Task goal: Everything from the line that holds "The component shall return one point per instance of the lake" through the end of the data below should be output exactly, both ends included.

Available records:
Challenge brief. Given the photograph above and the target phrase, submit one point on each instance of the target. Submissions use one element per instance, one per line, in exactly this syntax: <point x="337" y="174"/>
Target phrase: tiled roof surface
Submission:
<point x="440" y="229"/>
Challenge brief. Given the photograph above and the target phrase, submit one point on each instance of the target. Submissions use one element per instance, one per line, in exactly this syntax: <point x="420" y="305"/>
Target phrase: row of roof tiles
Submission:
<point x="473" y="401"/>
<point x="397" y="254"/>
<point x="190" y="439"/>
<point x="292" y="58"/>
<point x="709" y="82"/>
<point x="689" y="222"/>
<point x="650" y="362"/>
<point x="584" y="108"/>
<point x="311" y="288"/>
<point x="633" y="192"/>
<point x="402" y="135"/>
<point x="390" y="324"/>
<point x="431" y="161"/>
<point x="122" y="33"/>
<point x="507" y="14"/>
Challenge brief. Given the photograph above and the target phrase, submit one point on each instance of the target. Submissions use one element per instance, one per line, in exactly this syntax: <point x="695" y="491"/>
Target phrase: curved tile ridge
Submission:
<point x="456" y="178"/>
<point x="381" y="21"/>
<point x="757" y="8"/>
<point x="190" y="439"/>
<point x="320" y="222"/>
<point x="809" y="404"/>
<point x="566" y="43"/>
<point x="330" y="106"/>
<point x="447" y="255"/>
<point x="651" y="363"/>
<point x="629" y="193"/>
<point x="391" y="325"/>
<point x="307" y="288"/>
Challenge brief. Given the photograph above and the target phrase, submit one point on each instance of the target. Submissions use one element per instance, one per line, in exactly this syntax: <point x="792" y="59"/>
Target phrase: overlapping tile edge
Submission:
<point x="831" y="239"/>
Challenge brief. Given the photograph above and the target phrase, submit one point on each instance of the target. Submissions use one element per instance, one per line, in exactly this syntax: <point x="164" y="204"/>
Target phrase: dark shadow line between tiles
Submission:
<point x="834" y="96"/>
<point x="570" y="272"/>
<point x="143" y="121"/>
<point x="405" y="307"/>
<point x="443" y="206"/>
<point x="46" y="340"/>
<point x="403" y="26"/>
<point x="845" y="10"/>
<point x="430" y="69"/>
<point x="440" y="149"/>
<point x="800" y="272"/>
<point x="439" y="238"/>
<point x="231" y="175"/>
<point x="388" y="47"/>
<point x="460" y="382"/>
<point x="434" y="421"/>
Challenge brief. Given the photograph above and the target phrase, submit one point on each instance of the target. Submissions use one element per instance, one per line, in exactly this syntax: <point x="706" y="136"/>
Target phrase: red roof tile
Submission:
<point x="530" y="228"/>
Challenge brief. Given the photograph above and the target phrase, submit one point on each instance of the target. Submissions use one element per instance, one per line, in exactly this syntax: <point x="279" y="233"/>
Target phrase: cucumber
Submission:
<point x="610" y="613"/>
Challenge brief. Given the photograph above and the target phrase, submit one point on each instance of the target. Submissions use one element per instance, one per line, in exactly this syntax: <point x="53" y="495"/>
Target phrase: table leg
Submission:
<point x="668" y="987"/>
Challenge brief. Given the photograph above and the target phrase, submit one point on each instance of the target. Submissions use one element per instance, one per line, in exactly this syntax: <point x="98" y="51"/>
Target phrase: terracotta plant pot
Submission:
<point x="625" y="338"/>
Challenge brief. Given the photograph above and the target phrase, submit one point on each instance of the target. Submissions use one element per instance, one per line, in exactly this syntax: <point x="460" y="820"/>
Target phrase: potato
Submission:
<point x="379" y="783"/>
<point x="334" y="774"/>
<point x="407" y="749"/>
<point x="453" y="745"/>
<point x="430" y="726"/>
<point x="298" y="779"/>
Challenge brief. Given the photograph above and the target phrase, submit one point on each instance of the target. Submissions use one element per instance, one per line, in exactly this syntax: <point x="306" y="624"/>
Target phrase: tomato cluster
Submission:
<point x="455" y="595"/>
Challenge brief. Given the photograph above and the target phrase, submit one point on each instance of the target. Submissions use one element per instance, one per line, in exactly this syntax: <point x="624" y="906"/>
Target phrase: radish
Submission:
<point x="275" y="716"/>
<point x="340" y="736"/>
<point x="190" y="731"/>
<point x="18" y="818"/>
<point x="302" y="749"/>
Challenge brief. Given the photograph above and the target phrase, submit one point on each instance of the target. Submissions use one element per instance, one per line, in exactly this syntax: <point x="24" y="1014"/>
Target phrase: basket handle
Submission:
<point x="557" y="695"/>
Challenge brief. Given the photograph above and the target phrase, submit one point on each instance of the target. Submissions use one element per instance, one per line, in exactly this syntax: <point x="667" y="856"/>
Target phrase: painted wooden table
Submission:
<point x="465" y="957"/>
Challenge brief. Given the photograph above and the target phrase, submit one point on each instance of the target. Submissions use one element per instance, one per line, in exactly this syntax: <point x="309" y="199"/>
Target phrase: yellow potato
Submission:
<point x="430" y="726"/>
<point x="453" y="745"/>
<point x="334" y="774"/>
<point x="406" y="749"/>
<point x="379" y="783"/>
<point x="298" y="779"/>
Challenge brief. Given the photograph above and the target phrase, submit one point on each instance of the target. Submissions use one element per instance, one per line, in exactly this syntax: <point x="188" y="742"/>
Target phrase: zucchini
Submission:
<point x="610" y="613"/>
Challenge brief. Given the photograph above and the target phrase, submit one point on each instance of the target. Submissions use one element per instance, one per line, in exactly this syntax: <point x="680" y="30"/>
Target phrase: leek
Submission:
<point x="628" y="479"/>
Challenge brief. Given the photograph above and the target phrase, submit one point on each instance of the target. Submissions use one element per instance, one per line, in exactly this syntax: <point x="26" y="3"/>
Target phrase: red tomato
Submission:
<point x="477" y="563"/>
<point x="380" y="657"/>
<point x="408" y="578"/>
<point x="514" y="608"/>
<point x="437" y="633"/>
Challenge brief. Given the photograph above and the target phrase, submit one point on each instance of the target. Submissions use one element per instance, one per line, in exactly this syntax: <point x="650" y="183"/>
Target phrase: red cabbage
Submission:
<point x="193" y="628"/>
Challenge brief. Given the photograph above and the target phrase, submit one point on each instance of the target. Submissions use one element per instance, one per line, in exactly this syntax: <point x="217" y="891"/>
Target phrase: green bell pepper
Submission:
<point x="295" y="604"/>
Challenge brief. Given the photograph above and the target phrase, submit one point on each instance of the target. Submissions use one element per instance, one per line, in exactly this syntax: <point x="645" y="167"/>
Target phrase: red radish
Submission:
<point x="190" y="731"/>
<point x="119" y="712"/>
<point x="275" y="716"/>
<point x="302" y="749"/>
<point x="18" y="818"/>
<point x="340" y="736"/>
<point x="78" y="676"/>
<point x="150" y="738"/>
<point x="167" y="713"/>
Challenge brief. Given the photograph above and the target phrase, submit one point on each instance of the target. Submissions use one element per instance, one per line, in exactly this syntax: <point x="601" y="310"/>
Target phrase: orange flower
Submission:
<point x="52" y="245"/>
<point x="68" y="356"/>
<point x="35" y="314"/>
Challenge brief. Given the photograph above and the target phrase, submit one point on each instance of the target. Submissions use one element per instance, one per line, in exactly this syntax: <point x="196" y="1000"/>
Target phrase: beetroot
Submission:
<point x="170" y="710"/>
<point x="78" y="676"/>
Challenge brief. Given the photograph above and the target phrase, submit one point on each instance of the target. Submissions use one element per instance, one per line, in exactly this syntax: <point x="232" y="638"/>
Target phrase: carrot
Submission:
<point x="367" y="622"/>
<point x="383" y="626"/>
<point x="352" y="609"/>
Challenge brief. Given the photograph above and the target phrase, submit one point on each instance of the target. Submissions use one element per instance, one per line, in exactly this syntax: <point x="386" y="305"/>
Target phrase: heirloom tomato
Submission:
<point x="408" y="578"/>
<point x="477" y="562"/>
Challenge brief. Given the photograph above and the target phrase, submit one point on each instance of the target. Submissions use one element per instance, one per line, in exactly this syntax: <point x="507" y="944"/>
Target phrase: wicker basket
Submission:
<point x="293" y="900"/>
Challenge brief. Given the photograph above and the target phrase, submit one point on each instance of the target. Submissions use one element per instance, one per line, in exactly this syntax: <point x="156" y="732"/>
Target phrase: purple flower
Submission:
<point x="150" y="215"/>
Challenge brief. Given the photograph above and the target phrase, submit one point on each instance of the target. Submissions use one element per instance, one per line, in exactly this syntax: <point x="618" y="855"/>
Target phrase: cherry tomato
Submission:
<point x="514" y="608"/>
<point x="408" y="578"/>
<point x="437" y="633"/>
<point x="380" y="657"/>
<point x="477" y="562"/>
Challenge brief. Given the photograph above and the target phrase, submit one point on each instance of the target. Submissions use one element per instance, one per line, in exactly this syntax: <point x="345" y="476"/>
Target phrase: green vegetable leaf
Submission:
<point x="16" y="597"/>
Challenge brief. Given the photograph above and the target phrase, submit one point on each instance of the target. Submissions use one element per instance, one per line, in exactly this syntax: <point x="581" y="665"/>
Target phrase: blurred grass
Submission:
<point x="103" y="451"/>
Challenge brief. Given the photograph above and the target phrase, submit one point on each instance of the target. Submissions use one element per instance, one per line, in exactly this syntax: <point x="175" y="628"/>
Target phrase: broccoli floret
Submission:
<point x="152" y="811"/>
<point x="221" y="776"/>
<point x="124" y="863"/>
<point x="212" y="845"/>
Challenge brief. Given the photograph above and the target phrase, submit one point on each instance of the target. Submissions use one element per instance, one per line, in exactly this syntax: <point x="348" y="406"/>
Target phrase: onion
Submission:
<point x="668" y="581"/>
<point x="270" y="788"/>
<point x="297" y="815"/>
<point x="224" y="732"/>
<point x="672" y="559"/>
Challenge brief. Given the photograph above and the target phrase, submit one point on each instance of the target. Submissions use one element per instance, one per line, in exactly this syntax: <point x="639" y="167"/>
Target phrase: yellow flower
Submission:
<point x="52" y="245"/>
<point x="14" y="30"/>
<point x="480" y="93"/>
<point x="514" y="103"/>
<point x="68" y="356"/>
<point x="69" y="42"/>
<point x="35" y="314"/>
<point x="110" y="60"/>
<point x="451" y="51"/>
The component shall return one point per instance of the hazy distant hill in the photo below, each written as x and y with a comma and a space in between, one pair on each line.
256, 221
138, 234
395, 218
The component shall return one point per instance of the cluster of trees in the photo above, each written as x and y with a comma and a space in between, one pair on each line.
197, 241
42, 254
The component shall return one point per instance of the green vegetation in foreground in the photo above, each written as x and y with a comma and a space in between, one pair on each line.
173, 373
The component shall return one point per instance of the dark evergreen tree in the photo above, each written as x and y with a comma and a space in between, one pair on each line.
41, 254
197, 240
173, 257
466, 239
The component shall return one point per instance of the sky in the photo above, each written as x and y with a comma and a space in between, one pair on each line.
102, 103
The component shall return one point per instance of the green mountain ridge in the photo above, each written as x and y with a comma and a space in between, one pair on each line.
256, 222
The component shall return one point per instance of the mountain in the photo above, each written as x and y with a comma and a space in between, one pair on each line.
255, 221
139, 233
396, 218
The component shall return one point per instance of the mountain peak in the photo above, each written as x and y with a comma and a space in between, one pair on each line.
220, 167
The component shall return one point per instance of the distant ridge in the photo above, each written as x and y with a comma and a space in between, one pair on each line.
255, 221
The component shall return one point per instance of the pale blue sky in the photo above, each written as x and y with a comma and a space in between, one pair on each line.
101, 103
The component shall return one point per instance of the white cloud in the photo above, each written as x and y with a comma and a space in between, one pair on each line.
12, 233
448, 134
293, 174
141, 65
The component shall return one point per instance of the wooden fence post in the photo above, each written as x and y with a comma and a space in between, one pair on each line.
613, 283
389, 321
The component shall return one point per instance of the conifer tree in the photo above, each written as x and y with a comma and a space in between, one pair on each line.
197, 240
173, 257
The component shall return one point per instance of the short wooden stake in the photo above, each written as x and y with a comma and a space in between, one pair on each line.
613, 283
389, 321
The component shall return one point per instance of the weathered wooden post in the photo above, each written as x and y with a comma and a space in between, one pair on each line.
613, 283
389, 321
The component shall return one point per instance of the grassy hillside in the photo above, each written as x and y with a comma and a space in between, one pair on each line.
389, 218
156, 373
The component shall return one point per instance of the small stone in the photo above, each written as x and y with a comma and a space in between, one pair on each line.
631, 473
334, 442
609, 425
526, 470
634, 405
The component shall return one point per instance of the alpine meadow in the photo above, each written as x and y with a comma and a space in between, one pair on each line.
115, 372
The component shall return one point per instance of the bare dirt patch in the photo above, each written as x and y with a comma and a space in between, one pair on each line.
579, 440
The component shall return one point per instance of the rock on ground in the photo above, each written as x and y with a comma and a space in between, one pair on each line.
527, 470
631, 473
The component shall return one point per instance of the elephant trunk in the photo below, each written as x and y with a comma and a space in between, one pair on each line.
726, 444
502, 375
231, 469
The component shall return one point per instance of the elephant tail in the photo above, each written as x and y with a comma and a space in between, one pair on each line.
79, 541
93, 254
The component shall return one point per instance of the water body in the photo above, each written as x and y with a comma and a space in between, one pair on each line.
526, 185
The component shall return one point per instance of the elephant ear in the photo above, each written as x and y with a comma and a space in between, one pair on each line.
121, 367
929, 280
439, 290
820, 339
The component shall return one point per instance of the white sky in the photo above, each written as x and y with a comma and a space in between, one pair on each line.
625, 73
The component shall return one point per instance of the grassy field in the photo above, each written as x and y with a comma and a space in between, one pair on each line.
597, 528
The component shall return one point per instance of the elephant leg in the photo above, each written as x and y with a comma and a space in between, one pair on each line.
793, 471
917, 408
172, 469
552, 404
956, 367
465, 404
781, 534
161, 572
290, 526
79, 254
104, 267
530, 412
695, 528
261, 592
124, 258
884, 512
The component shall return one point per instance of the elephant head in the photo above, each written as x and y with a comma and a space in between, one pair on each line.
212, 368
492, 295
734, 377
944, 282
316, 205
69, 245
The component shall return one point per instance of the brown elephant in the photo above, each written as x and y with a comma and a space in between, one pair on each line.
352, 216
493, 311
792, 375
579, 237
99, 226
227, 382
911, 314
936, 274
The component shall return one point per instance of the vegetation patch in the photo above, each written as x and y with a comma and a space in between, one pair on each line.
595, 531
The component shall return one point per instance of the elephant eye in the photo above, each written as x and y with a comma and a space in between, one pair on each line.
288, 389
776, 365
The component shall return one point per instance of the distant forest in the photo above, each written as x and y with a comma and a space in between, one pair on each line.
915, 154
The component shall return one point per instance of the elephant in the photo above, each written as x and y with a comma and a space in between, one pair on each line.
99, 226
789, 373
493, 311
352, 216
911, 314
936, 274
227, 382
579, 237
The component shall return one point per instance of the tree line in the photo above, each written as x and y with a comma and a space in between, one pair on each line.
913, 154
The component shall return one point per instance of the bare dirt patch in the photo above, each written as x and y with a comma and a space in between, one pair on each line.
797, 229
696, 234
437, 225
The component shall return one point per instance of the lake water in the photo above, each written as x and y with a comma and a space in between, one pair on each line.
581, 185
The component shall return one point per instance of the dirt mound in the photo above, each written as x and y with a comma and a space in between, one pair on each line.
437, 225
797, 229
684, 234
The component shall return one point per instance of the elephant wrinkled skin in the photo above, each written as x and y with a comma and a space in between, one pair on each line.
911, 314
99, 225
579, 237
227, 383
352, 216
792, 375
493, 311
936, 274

Exercise output:
The component shall return one point per instance of the lake water in the photo above, each written as x and y with a comma and a space in between, one pair on each line.
581, 185
The component shall return one point per instance of the dirt mound in the photo above, each written as x and y with a comma and a space in between, one pair on each line.
437, 225
797, 229
684, 234
The component shall return one point per instance of the elephant wrinkled skin in the photo above, each written as x and y with a comma and a space in between, one pair on each line.
911, 314
99, 225
579, 237
227, 383
352, 216
792, 375
493, 311
936, 274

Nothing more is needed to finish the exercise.